--- 課題 ---
後に示す心臓血管リハビリテーションについての抜粋を、最後の文の次から書き継ぎなさい。

--- 抜粋 ---
--------------------
治療の最前線! 専門医に聞くvol.17
再発・再入院を防ぐ
心臓血管リハビリテーション

循環器内科では、心筋梗塞や狭心症、心不全などの心臓疾患、腹部大動脈瘤(りゅう)や下肢へいそく性動脈硬化症などの血管疾患の治療にあたります。同時に、予後の改善や疾患の再発を防ぐため、運動療法や栄養指導、患者さんに病気についての知識を高めてもらうための指導やカウンセリングにも力を入れています。こうした一連のサポートを「心臓血管リハビリテーション」として、当科とリハビリテーション科が連携し、2023年度から本格的に取り組んでいく予定です。

 心臓病を患うと運動を控えなければいけないイメージですが、一人一人の疾患に合わせた適切な運動を取り入れることで回復が早まり、心臓疾患や血管疾患の原因となる動脈硬化の予防にも役立つことが、近年分かってきました。もちろん、心臓に負担がかかりすぎる運動はよくないので、一人一人の治療後の体の状態に合わせることが大切です。適度な運動量を医師が見極め、心拍数などをモニタリングしながら、有酸素運動を中心に取り組むことで骨格筋を鍛え、心肺機能を高めて予後の改善を目指します。
--------------------
--- 提供データ ---

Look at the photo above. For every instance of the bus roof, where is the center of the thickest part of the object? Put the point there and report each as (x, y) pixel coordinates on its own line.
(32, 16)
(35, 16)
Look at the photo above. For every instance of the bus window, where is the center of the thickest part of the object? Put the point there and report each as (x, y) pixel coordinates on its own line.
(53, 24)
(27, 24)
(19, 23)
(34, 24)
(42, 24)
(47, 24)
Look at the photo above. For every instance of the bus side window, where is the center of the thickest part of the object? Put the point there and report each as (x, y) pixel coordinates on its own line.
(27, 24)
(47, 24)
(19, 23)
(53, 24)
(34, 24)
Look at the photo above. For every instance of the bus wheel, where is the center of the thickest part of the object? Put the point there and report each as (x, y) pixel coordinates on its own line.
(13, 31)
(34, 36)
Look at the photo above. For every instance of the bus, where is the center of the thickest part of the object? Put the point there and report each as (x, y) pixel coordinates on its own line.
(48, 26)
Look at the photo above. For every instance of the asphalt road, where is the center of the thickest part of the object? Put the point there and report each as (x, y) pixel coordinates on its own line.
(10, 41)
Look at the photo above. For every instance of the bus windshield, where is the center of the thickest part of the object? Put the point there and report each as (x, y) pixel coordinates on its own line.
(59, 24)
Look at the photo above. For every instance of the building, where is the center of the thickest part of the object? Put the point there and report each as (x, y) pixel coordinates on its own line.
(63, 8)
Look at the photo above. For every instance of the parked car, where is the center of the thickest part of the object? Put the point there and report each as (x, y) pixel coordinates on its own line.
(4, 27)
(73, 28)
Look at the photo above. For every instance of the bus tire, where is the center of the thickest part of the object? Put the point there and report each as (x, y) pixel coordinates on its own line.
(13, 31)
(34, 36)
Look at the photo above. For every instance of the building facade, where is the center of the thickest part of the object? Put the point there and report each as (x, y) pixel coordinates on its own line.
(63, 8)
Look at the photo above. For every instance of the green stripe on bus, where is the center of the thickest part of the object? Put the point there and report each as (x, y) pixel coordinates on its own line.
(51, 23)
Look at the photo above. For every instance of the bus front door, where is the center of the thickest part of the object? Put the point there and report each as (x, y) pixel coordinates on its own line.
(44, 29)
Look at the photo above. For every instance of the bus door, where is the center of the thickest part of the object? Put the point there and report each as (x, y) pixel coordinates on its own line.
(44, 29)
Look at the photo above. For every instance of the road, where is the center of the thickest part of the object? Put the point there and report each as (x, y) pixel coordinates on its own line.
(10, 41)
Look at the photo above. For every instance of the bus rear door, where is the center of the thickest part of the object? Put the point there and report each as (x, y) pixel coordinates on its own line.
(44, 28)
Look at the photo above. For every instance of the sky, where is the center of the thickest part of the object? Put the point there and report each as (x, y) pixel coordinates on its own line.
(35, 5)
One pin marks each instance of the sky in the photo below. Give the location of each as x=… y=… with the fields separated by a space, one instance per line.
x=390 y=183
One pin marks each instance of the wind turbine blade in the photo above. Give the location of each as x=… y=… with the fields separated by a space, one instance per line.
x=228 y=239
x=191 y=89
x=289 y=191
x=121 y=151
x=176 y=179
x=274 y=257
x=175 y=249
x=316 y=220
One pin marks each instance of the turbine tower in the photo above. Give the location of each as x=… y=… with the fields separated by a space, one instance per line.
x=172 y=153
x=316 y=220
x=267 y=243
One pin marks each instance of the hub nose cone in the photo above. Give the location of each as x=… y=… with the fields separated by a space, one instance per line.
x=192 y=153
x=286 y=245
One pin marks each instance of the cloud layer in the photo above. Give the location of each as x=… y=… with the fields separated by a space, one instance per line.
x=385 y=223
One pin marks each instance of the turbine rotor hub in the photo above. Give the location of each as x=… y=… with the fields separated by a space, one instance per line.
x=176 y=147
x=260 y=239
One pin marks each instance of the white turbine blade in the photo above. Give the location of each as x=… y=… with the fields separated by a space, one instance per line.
--------------------
--- 解答欄 ---
 こうした運動療法に加え、食事療法や病気の理解を深めて日常生活を送るためのカウンセリングなど、総合的に取り組むことが心臓血管リハビリテーションの大きな特徴です。身体機能の回復だけでなく、患者さんの気持ちに寄り添い、患者さんが自信を取り戻して社会復帰を果たすことを目的とします。当院では、循環器内科の専門医と、心臓リハビリテーション指導士の資格を持つスタッフがサポートします。